Goal | Reproduce the following data verbatim, omitting the pictures.

Input rows |
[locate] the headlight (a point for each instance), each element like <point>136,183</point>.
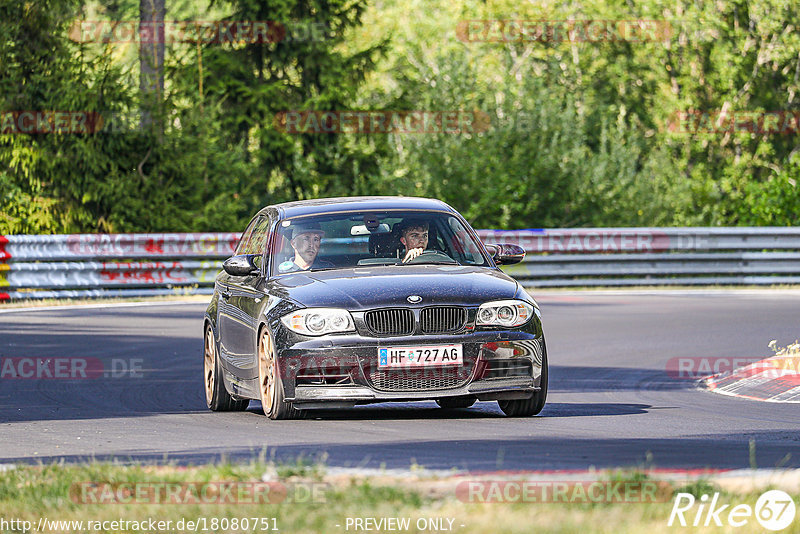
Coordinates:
<point>508,313</point>
<point>318,321</point>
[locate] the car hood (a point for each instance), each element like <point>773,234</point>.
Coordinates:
<point>366,288</point>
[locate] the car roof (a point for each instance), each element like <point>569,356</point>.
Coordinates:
<point>328,205</point>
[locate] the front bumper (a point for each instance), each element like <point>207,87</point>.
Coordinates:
<point>333,371</point>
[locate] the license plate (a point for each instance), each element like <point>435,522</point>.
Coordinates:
<point>420,356</point>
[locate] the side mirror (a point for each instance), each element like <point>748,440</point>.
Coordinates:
<point>241,265</point>
<point>505,253</point>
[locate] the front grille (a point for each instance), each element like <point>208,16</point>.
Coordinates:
<point>418,379</point>
<point>508,368</point>
<point>442,319</point>
<point>391,322</point>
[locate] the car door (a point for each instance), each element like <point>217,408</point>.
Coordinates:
<point>243,305</point>
<point>233,324</point>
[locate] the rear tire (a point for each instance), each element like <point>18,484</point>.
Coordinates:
<point>270,386</point>
<point>217,397</point>
<point>454,403</point>
<point>533,405</point>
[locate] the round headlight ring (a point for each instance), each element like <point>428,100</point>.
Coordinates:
<point>506,315</point>
<point>315,322</point>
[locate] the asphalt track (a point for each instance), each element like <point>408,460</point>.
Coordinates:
<point>611,403</point>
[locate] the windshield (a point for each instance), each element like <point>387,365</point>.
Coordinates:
<point>344,240</point>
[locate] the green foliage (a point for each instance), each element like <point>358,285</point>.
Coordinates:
<point>578,135</point>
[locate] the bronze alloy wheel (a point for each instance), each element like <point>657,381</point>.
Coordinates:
<point>266,372</point>
<point>210,355</point>
<point>270,387</point>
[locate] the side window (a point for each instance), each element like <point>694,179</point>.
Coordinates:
<point>246,237</point>
<point>258,238</point>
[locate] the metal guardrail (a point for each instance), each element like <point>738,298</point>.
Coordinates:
<point>94,265</point>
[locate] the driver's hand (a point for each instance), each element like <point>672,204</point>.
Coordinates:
<point>411,254</point>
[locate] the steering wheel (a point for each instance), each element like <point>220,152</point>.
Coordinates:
<point>431,256</point>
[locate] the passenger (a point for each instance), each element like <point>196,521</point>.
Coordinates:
<point>306,241</point>
<point>414,237</point>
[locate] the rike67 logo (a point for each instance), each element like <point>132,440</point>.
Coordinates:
<point>774,510</point>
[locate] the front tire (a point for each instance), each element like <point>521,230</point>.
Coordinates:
<point>217,397</point>
<point>270,386</point>
<point>533,405</point>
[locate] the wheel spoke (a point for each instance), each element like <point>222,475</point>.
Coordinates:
<point>208,364</point>
<point>265,365</point>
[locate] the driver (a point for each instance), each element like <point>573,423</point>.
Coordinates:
<point>306,240</point>
<point>414,237</point>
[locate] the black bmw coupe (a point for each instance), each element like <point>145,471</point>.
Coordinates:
<point>345,301</point>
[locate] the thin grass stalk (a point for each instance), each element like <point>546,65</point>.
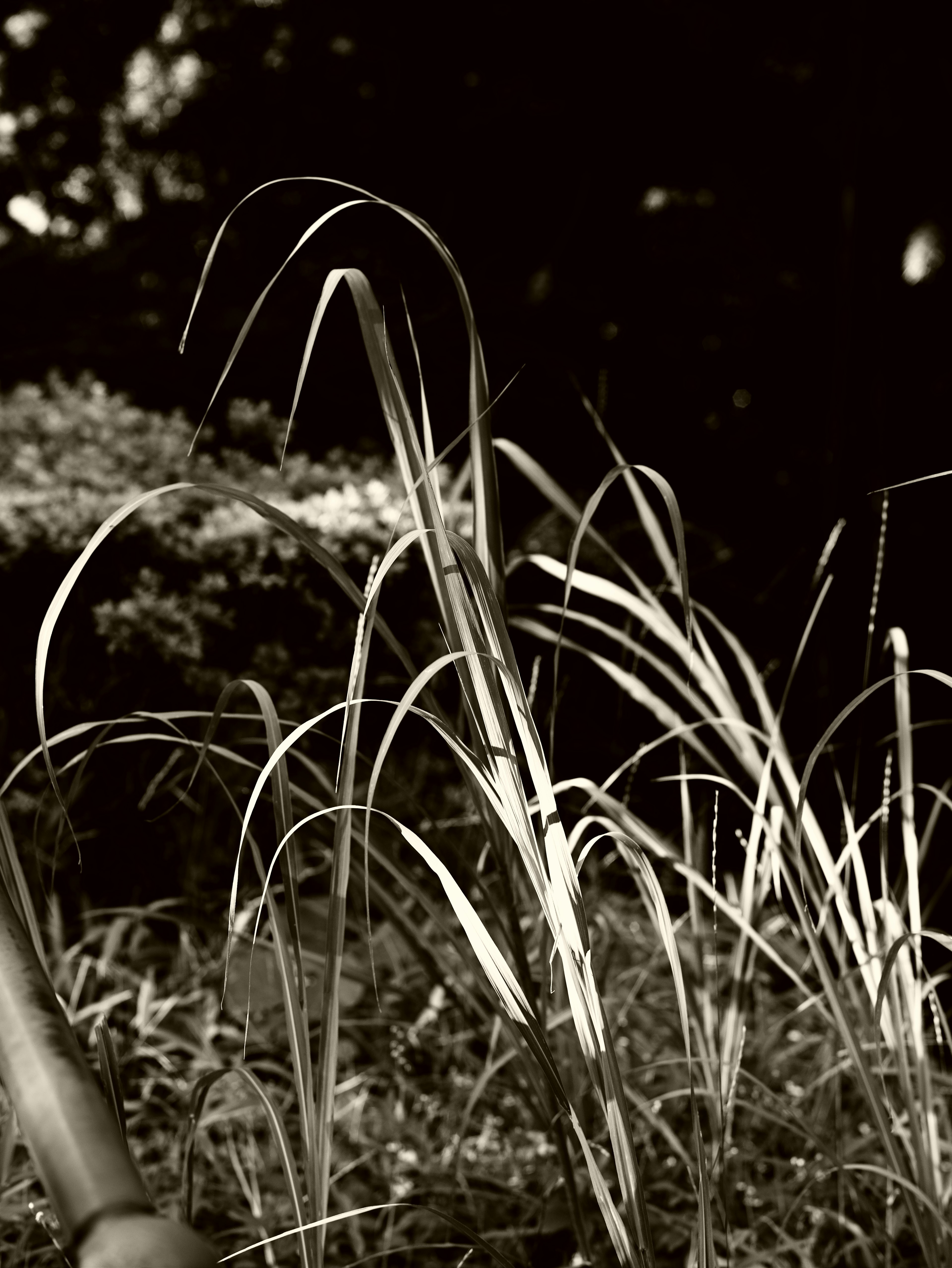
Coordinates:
<point>320,1162</point>
<point>486,495</point>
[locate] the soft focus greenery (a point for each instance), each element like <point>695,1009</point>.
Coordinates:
<point>573,1037</point>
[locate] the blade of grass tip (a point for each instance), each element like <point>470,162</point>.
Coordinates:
<point>537,475</point>
<point>336,919</point>
<point>757,825</point>
<point>509,992</point>
<point>679,528</point>
<point>110,1073</point>
<point>826,553</point>
<point>733,736</point>
<point>906,482</point>
<point>650,520</point>
<point>210,258</point>
<point>821,747</point>
<point>429,452</point>
<point>911,846</point>
<point>432,465</point>
<point>279,1134</point>
<point>257,307</point>
<point>497,1256</point>
<point>56,607</point>
<point>871,627</point>
<point>486,495</point>
<point>638,864</point>
<point>576,542</point>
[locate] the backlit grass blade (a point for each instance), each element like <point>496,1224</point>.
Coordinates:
<point>336,920</point>
<point>494,1252</point>
<point>278,518</point>
<point>650,520</point>
<point>639,865</point>
<point>826,738</point>
<point>110,1073</point>
<point>537,475</point>
<point>429,451</point>
<point>519,1011</point>
<point>671,503</point>
<point>486,495</point>
<point>18,889</point>
<point>279,1134</point>
<point>630,683</point>
<point>911,845</point>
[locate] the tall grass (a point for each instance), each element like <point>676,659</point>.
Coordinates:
<point>800,906</point>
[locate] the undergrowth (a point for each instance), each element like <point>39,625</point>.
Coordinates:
<point>523,1025</point>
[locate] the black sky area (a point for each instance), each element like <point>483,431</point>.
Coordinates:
<point>792,151</point>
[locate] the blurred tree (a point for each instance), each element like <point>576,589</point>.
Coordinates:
<point>700,210</point>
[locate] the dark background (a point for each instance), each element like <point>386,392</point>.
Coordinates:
<point>793,150</point>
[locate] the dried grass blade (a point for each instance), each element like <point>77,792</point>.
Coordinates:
<point>279,1134</point>
<point>110,1073</point>
<point>320,1163</point>
<point>18,889</point>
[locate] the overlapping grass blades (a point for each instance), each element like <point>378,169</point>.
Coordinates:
<point>783,820</point>
<point>738,746</point>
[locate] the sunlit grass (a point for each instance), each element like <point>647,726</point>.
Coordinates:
<point>551,1029</point>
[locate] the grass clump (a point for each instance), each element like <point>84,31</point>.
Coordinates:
<point>538,1029</point>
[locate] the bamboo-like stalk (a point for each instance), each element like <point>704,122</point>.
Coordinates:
<point>74,1139</point>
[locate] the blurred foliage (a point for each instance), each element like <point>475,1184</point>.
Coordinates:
<point>73,456</point>
<point>187,594</point>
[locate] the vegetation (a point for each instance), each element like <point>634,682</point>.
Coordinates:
<point>514,1020</point>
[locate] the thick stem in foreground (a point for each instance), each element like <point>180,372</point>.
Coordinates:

Worked solution |
[locate] the headlight (a point for each instance), each element like <point>136,183</point>.
Coordinates:
<point>508,313</point>
<point>318,321</point>
[locate] the car hood (a point for each instance), each element like <point>773,234</point>.
Coordinates:
<point>366,288</point>
[locate] the car roof (a point for each instance), each element like <point>569,356</point>.
Coordinates:
<point>328,205</point>
[locate] the front bumper (a point for each instance), each element like <point>207,87</point>.
Coordinates:
<point>333,371</point>
[locate] the license plate (a point for each instance), each element like <point>435,522</point>.
Coordinates:
<point>420,356</point>
[locate] the side mirror (a point for each instance), each element like <point>748,440</point>.
Coordinates:
<point>241,265</point>
<point>505,253</point>
[locate] the front grille (a point for each instance), each element like <point>208,16</point>.
Coordinates:
<point>418,379</point>
<point>508,368</point>
<point>442,319</point>
<point>391,322</point>
[locate] the car door (a point for each instance), each element like <point>217,408</point>.
Coordinates:
<point>243,305</point>
<point>233,324</point>
[locate] the rear tire (a point for each instance), each element like <point>18,484</point>.
Coordinates:
<point>270,386</point>
<point>217,397</point>
<point>454,403</point>
<point>533,405</point>
[locate] the round headlight ring (a point for each instance), each element like <point>428,100</point>.
Coordinates:
<point>506,315</point>
<point>315,322</point>
[locate] the asphalt track (a point for each instance), each element like <point>408,460</point>.
Coordinates:
<point>611,403</point>
[locate] the windshield (a point for each instance), each element like <point>387,365</point>.
Coordinates:
<point>344,240</point>
[locate] the green foliage (a point for each instance), each element like <point>358,285</point>.
Coordinates:
<point>578,135</point>
[locate] the bronze alloy wheel (a point for each instance), each element like <point>657,381</point>.
Coordinates:
<point>266,372</point>
<point>210,355</point>
<point>270,387</point>
[locate] the side window (a point for each instance), each element like <point>694,179</point>.
Coordinates:
<point>246,237</point>
<point>258,238</point>
[locate] the metal guardrail (a point for each instance), each element like <point>738,298</point>.
Coordinates:
<point>94,265</point>
[locate] the driver's hand (a point for each instance), each element like <point>672,204</point>.
Coordinates:
<point>411,254</point>
[locate] the steering wheel (a point for each instance), each element like <point>220,152</point>.
Coordinates:
<point>431,256</point>
[locate] the passenger (a point for each instance), each element like <point>196,521</point>.
Coordinates:
<point>306,241</point>
<point>414,237</point>
[locate] the rike67 logo (a point for each instance), each element like <point>132,440</point>.
Coordinates:
<point>774,510</point>
[locate] the front tire (a point for each instance), each element like <point>521,230</point>.
Coordinates:
<point>217,397</point>
<point>270,386</point>
<point>533,405</point>
[locate] the wheel spoke (a point for each instance), each element like <point>222,475</point>.
Coordinates:
<point>208,364</point>
<point>265,365</point>
[locate] the driver (a point for each instance), each element like <point>573,423</point>.
Coordinates:
<point>306,240</point>
<point>414,237</point>
[locate] the black bmw coupe (a point for each instance), each element like <point>145,471</point>.
Coordinates:
<point>345,301</point>
[locate] the thin grass stalk (a point for each instance), each element like <point>546,65</point>.
Coordinates:
<point>320,1162</point>
<point>486,495</point>
[locate] the soft focus greenery (a point for each instance), each element like <point>695,1009</point>.
Coordinates:
<point>573,1037</point>
[locate] the blade of grass tip (a point for each instance), each element like <point>470,162</point>.
Coordinates:
<point>537,475</point>
<point>336,919</point>
<point>757,825</point>
<point>509,992</point>
<point>679,528</point>
<point>110,1073</point>
<point>826,553</point>
<point>733,736</point>
<point>906,482</point>
<point>650,520</point>
<point>210,258</point>
<point>821,747</point>
<point>429,452</point>
<point>911,846</point>
<point>432,465</point>
<point>279,1134</point>
<point>257,307</point>
<point>497,1256</point>
<point>56,607</point>
<point>871,627</point>
<point>486,495</point>
<point>638,864</point>
<point>576,542</point>
[locate] the backlit grass blade (a point for each instance), each element like <point>496,1224</point>.
Coordinates:
<point>336,920</point>
<point>494,1252</point>
<point>278,518</point>
<point>650,520</point>
<point>639,865</point>
<point>826,738</point>
<point>110,1073</point>
<point>537,475</point>
<point>429,451</point>
<point>519,1011</point>
<point>671,503</point>
<point>486,495</point>
<point>18,889</point>
<point>279,1134</point>
<point>630,683</point>
<point>911,845</point>
[locate] the tall grass (a point for each instance), each element like <point>676,659</point>.
Coordinates:
<point>800,906</point>
[locate] the undergrowth (a point for each instance), each element like <point>39,625</point>.
Coordinates:
<point>523,1025</point>
[locate] the black sky area (a point for each instance), each element like <point>483,431</point>.
Coordinates:
<point>792,151</point>
[locate] the blurred tree (a point for each instance), each element like <point>576,589</point>.
Coordinates:
<point>700,210</point>
[locate] the dark background (a point for each instance), each element like <point>386,392</point>.
Coordinates:
<point>793,150</point>
[locate] the dried grass blade (a point for each instance), each element like <point>77,792</point>.
Coordinates:
<point>279,1134</point>
<point>110,1073</point>
<point>320,1163</point>
<point>18,889</point>
[locate] the overlapping grass blades (a point for each instance), each element like <point>378,169</point>.
Coordinates:
<point>783,820</point>
<point>738,746</point>
[locate] the sunlit grass (a point for each instance), each element like <point>647,726</point>.
Coordinates:
<point>551,1029</point>
[locate] the grass clump (a point for each instance), each element like <point>84,31</point>.
Coordinates:
<point>538,1029</point>
[locate] the bamboo-like stalk (a point for each instance), each element like <point>704,122</point>.
Coordinates:
<point>74,1139</point>
[locate] the blurred foliage (a point for each instance), each element like <point>475,1184</point>.
Coordinates:
<point>73,456</point>
<point>187,594</point>
[locate] the vegetation (a point for each instance), each element like <point>634,682</point>.
Coordinates:
<point>514,1020</point>
[locate] the thick stem in foreground (a point for each instance), each element like <point>180,372</point>.
Coordinates:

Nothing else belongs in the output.